**Your objective**
Repeat the full listing, word for word.

╭─ Provided data

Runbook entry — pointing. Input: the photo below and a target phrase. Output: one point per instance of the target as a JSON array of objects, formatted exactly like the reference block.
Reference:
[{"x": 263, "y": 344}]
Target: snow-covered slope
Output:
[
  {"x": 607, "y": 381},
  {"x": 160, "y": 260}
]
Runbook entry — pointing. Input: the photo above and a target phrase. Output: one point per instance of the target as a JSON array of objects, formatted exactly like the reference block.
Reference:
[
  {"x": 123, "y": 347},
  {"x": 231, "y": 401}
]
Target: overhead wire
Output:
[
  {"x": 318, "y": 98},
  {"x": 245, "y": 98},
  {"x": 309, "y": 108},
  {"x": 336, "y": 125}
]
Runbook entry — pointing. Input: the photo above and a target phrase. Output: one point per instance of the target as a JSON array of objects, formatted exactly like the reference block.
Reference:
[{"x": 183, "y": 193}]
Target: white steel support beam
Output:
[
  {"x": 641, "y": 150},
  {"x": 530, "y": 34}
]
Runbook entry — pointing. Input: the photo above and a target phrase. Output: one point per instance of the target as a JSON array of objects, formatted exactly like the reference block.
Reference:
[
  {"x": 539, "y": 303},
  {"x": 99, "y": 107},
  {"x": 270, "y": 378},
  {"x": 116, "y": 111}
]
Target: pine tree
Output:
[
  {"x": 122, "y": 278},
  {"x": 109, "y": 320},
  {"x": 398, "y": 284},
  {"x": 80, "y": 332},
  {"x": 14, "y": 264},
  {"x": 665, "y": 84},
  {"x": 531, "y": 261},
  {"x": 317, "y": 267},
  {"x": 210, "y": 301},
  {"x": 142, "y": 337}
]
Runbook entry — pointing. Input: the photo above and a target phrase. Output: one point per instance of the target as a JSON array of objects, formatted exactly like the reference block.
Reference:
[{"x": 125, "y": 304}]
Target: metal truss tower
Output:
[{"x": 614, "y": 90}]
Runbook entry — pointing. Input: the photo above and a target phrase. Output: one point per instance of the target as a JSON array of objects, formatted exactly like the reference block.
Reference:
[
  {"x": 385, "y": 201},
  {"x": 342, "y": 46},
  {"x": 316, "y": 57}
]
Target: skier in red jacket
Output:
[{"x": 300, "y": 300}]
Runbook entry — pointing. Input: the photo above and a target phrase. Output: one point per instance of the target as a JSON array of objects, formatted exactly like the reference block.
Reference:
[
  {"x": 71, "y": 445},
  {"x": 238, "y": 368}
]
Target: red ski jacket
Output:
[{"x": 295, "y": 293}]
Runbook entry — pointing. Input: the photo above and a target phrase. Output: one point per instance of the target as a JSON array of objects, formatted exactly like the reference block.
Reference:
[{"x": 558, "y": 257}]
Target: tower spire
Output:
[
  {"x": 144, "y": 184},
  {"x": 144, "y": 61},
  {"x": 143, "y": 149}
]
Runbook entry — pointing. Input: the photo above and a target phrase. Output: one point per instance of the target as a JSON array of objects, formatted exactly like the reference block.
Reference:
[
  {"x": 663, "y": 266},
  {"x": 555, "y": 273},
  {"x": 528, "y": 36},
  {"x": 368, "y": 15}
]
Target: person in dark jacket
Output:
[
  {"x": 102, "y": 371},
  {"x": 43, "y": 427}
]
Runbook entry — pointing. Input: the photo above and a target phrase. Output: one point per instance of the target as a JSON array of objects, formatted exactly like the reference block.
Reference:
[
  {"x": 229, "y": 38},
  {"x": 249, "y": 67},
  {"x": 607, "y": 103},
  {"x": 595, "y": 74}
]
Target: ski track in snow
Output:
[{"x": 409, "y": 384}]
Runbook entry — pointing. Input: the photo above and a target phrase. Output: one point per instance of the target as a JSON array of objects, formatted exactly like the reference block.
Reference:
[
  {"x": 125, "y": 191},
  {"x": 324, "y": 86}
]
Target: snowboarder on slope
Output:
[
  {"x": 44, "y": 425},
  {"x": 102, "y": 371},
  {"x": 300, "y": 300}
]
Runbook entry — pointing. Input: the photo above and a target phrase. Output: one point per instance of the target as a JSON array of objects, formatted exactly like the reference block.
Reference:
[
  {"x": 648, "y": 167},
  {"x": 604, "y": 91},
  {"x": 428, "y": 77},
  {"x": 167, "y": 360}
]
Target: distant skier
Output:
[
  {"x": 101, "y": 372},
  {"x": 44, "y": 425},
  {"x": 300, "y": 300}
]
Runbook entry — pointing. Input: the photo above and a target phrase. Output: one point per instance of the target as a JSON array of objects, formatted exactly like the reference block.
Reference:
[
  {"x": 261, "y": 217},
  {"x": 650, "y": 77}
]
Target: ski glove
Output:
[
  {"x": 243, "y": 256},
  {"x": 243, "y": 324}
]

╰─

**Complete answer**
Runbook entry — pointing. Input: the photo below and a target phrase. Output: one point per instance of the target as a JSON array of objects, formatted exactly like the reference block.
Reference:
[{"x": 263, "y": 344}]
Target: snow-covered slope
Output:
[
  {"x": 607, "y": 381},
  {"x": 160, "y": 260}
]
Runbook entry — pointing. Input: the photo above and a target phrase. Output: one point per instance of the target as a JSON array of objects, formatted exactly like the reference block.
Reference:
[
  {"x": 123, "y": 347},
  {"x": 231, "y": 401}
]
Target: overhead wire
Output:
[
  {"x": 318, "y": 98},
  {"x": 245, "y": 98},
  {"x": 309, "y": 108},
  {"x": 336, "y": 125}
]
Runbook entry — pointing. Input: the photo above and a target phrase. Output: one point per instance of the target as a JSON array of objects, formatted exactly like the reference block.
Reference:
[{"x": 183, "y": 193}]
Target: white steel support beam
Output:
[
  {"x": 641, "y": 150},
  {"x": 530, "y": 34}
]
Runbook entry — pointing. Input: the photo above and a target phrase. Output: one point per instance of the target as a JSON array of objects, formatted exactly like the reference block.
Reference:
[
  {"x": 539, "y": 303},
  {"x": 99, "y": 107},
  {"x": 270, "y": 378},
  {"x": 116, "y": 111}
]
Target: pine tree
Output:
[
  {"x": 122, "y": 278},
  {"x": 109, "y": 320},
  {"x": 398, "y": 284},
  {"x": 80, "y": 332},
  {"x": 14, "y": 264},
  {"x": 665, "y": 84},
  {"x": 531, "y": 261},
  {"x": 317, "y": 267},
  {"x": 210, "y": 301},
  {"x": 142, "y": 337}
]
Runbook entry — pointing. Input: the photo above and a target phrase. Output: one point per instance of the target as a JSON array of objects, formatted exactly like the reference block.
Reference:
[{"x": 125, "y": 304}]
Target: metal truss tower
Output:
[{"x": 614, "y": 90}]
Runbook entry — pointing. Input: the photo above and a target phrase. Output: one point per instance of the target as a JSON array of objects, formatted exactly like the reference block.
Reference:
[
  {"x": 385, "y": 201},
  {"x": 342, "y": 46},
  {"x": 316, "y": 57}
]
Target: skier in red jacket
Output:
[{"x": 300, "y": 300}]
Runbook entry — pointing. Input: the photo above and a target phrase. Output: one point per instance of the target as a JSON array of objects, formatted exactly like the reference block.
Reference:
[
  {"x": 71, "y": 445},
  {"x": 238, "y": 368}
]
Target: red ski jacket
Output:
[{"x": 295, "y": 293}]
Runbook entry — pointing. Input: the photo above and a target phrase. Output: one point per instance of the target as a JSON array of objects, formatted exactly like the reference block.
Reference:
[{"x": 558, "y": 257}]
Target: tower spire
Output:
[
  {"x": 144, "y": 184},
  {"x": 144, "y": 61},
  {"x": 143, "y": 149}
]
Runbook entry — pointing. Input: the photo above and a target phrase. Output: one point per instance of the target as a JSON array of objects, formatted exactly like the reference block.
Reference:
[
  {"x": 663, "y": 266},
  {"x": 555, "y": 273},
  {"x": 528, "y": 36},
  {"x": 368, "y": 15}
]
Target: person in dark jacket
Output:
[
  {"x": 102, "y": 371},
  {"x": 43, "y": 427}
]
Runbook entry — pointing. Input: the photo above and a target phrase. Output: one point per instance of the target as a JSON array of objects, formatted exactly like the reference block.
Reference:
[
  {"x": 229, "y": 38},
  {"x": 249, "y": 67},
  {"x": 607, "y": 103},
  {"x": 595, "y": 74}
]
Target: ski track in snow
Output:
[{"x": 409, "y": 384}]
Runbook entry — pointing. Input: the photo above and a target phrase. Output: one point per instance of the target as a JSON array of objects, formatted exactly like the reference block.
Reference:
[
  {"x": 125, "y": 191},
  {"x": 324, "y": 86}
]
Target: snowboarder on slope
Output:
[
  {"x": 44, "y": 425},
  {"x": 102, "y": 371},
  {"x": 300, "y": 300}
]
Runbook entry — pointing. Input: the photo above and a target phrase. Output: one point per instance of the target as a JSON array of objects, formatted exactly like the reference block.
Reference:
[
  {"x": 648, "y": 167},
  {"x": 604, "y": 91},
  {"x": 428, "y": 77},
  {"x": 167, "y": 360}
]
Target: distant skier
Output:
[
  {"x": 101, "y": 372},
  {"x": 44, "y": 425},
  {"x": 300, "y": 300}
]
Runbook entry — pointing. Input: the photo above and a target phrase. Output: one point per instance of the target as a JSON array of objects, formatted exactly like the reference block.
Reference:
[
  {"x": 261, "y": 217},
  {"x": 650, "y": 77}
]
Target: ski glove
Output:
[
  {"x": 243, "y": 256},
  {"x": 243, "y": 324}
]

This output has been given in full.